READING TEXT:
★ ★ ★ ★ ★ ★ ★

To support the broader CHSD mission in an advisory capacity, Ray created the Academic Circle, composed of representatives from the deans of all 19 Texas A&M academic units, driving the growth of the CHSD Faculty Fellows to 118 scholars and researchers. This exceptional change has dramatically increased the ability to develop cross-disciplinary research, a rich, multidisciplinary curriculum, and an industry response capability that covers every possible domain.
Pentecost’s major contributions in the healthcare design field precede his appointment as the CHSD director.
In 2009, at the invitation of the U.S. Secretary of Defense, Pentecost chaired a congressionally mandated panel to evaluate the U.S. military’s global health system and develop a definition of “world class” to be applied to military healthcare facilities.
His contributions helped spur creation of the World Class Design Toolkit, which continues to shape military healthcare construction and project development to this day with improved design quality and functionality. These standards were codified into U.S. law in 2010 and became the standard for military healthcare facilities.

★ ★ ★ ★ ★ ★ ★

DIRECTIVE: Extend the passage on Pentecost's healthcare design work, picking up after its final sentence. The data after this passage is not needed for the exercise.

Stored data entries

★ ★ ★ ★ ★ ★ ★

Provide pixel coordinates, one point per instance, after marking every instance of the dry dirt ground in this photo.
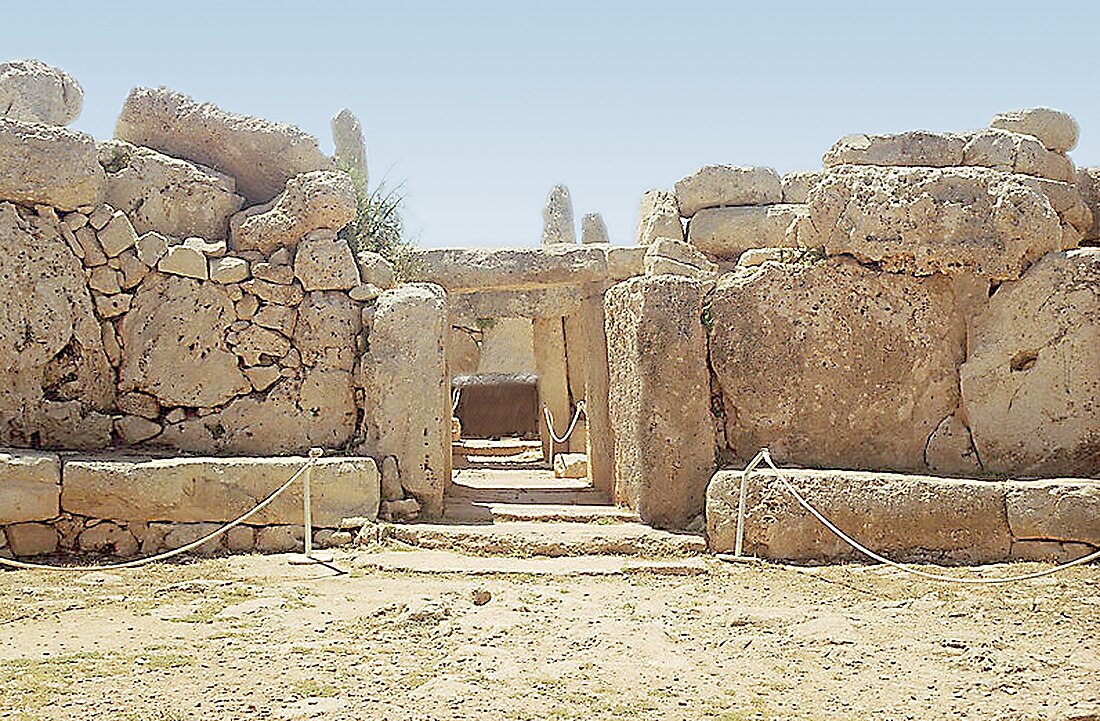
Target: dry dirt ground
(253, 636)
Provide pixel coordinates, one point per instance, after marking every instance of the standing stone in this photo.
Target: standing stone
(408, 405)
(348, 141)
(558, 217)
(593, 229)
(660, 397)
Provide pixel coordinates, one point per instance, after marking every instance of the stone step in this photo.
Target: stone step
(554, 539)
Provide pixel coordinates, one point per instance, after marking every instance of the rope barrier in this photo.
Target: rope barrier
(765, 456)
(306, 469)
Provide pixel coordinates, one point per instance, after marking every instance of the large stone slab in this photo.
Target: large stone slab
(472, 269)
(835, 364)
(727, 232)
(905, 517)
(48, 165)
(33, 91)
(260, 154)
(1031, 389)
(928, 220)
(407, 410)
(168, 195)
(30, 487)
(660, 397)
(194, 490)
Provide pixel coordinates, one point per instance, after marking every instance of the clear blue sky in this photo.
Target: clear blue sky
(480, 108)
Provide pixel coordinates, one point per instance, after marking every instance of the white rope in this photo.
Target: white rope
(175, 552)
(766, 457)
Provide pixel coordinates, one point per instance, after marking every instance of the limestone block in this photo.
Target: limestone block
(1030, 384)
(1055, 129)
(796, 185)
(659, 217)
(927, 220)
(713, 186)
(472, 269)
(191, 490)
(48, 165)
(173, 342)
(908, 517)
(322, 199)
(660, 397)
(260, 154)
(325, 264)
(408, 405)
(349, 144)
(916, 148)
(33, 91)
(593, 229)
(834, 364)
(31, 539)
(167, 194)
(1065, 510)
(558, 217)
(30, 487)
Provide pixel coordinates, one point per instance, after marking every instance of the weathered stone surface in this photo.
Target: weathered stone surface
(660, 397)
(659, 217)
(472, 269)
(48, 165)
(408, 404)
(906, 517)
(30, 485)
(166, 194)
(51, 342)
(322, 199)
(908, 149)
(1065, 510)
(926, 220)
(593, 229)
(33, 91)
(558, 217)
(727, 232)
(190, 490)
(1055, 129)
(326, 264)
(174, 348)
(834, 364)
(349, 144)
(1031, 390)
(796, 185)
(713, 186)
(260, 154)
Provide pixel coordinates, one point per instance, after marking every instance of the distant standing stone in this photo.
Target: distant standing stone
(558, 217)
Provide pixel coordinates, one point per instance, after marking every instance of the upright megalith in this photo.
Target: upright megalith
(558, 217)
(33, 91)
(350, 149)
(407, 407)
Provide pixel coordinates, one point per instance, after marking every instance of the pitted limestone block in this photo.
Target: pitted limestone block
(660, 397)
(193, 490)
(472, 269)
(33, 91)
(906, 517)
(259, 154)
(48, 165)
(30, 487)
(1065, 510)
(835, 364)
(714, 186)
(1031, 390)
(727, 232)
(925, 220)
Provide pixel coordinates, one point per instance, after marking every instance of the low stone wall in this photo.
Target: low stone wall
(131, 505)
(905, 517)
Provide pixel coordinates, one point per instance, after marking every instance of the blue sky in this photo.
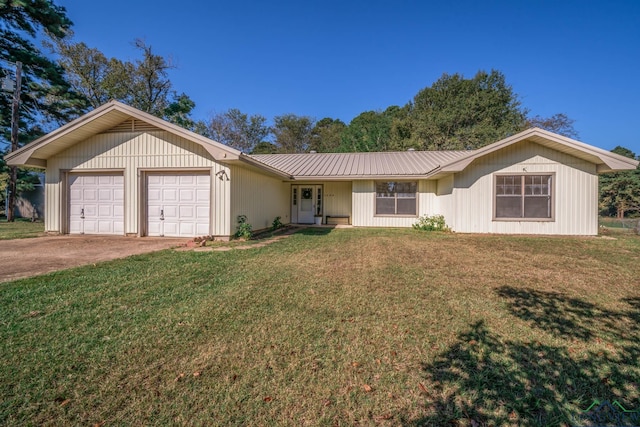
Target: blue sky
(341, 58)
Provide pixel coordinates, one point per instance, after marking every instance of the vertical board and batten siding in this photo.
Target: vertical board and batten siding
(337, 198)
(260, 197)
(575, 198)
(133, 153)
(363, 201)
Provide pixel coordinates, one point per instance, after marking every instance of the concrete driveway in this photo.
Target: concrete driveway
(30, 257)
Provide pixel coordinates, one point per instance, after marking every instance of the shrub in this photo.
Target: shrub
(276, 224)
(244, 230)
(431, 223)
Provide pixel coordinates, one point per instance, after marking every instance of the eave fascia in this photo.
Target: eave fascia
(245, 158)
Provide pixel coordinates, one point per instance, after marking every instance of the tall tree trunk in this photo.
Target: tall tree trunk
(11, 202)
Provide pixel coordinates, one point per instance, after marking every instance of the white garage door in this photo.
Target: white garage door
(96, 204)
(178, 204)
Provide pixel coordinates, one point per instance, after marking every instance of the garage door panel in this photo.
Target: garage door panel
(202, 195)
(105, 211)
(96, 204)
(187, 180)
(182, 198)
(170, 195)
(202, 212)
(187, 195)
(90, 194)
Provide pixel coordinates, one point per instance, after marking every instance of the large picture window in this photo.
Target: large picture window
(396, 198)
(523, 197)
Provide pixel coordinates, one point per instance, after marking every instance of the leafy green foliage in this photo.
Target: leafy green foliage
(46, 99)
(276, 224)
(558, 123)
(620, 191)
(244, 230)
(143, 84)
(461, 114)
(292, 133)
(431, 223)
(326, 135)
(238, 130)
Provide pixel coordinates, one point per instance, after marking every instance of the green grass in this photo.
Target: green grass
(628, 224)
(19, 229)
(329, 327)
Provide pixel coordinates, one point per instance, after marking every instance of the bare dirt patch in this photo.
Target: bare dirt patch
(30, 257)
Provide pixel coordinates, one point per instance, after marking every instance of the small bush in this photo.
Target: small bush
(276, 224)
(431, 223)
(244, 230)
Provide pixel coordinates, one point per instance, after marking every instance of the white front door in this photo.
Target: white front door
(306, 203)
(96, 204)
(178, 204)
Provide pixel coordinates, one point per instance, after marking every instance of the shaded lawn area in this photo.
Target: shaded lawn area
(19, 229)
(330, 327)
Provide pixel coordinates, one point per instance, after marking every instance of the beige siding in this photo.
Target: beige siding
(363, 200)
(134, 152)
(261, 198)
(337, 198)
(576, 193)
(445, 201)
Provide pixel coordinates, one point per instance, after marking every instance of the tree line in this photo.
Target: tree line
(64, 79)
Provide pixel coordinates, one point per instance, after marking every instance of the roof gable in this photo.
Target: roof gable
(113, 116)
(605, 161)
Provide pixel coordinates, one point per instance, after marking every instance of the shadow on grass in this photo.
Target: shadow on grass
(316, 231)
(485, 379)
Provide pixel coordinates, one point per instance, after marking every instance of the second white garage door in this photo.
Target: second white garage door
(178, 205)
(96, 204)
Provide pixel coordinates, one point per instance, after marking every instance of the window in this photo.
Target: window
(523, 196)
(396, 198)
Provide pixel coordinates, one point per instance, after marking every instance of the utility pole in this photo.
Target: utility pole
(15, 116)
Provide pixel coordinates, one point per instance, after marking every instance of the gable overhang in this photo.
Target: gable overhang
(103, 118)
(605, 161)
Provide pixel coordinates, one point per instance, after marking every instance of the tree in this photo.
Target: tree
(558, 123)
(46, 99)
(143, 84)
(292, 133)
(238, 130)
(460, 114)
(326, 135)
(620, 191)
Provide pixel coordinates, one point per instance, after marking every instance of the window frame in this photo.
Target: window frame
(395, 215)
(521, 175)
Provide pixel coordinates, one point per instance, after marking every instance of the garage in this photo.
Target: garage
(178, 204)
(96, 203)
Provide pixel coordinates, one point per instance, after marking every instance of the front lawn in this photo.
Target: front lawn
(20, 228)
(329, 327)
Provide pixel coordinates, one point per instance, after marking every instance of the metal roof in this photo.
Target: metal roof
(359, 165)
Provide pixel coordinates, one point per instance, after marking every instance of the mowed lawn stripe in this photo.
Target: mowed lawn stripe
(329, 327)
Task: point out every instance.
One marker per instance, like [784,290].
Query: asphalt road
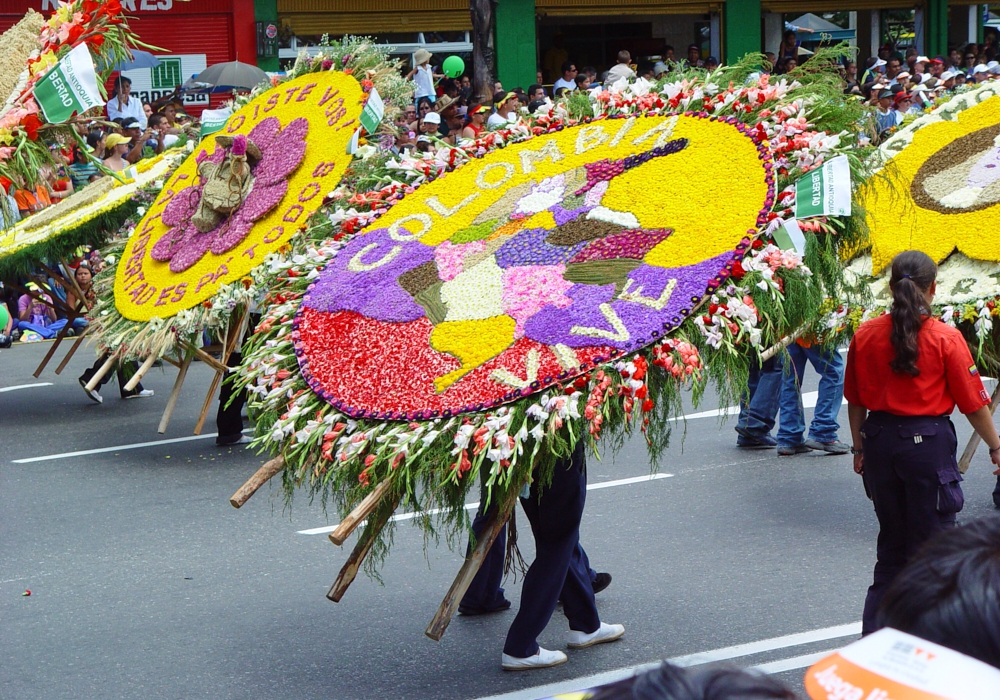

★ ★ ★ ★ ★ ★ ★

RIGHT ANSWER:
Pentecost transformed the American Institute of Architects’ approach to design and health as the two-term president of the AIA’s Academy of Architecture for Health.
He co-led an initiative to revise the academy’s bylaws to focus on healthy communities as well as healthcare facilities, and also co-led the AIA’s America’s Design and Health Initiative. He also served on The Design and Health Leadership Group advising the AIA, and on The Design and Health Research Consortium, which represents a collective research voice of more than 20 universities.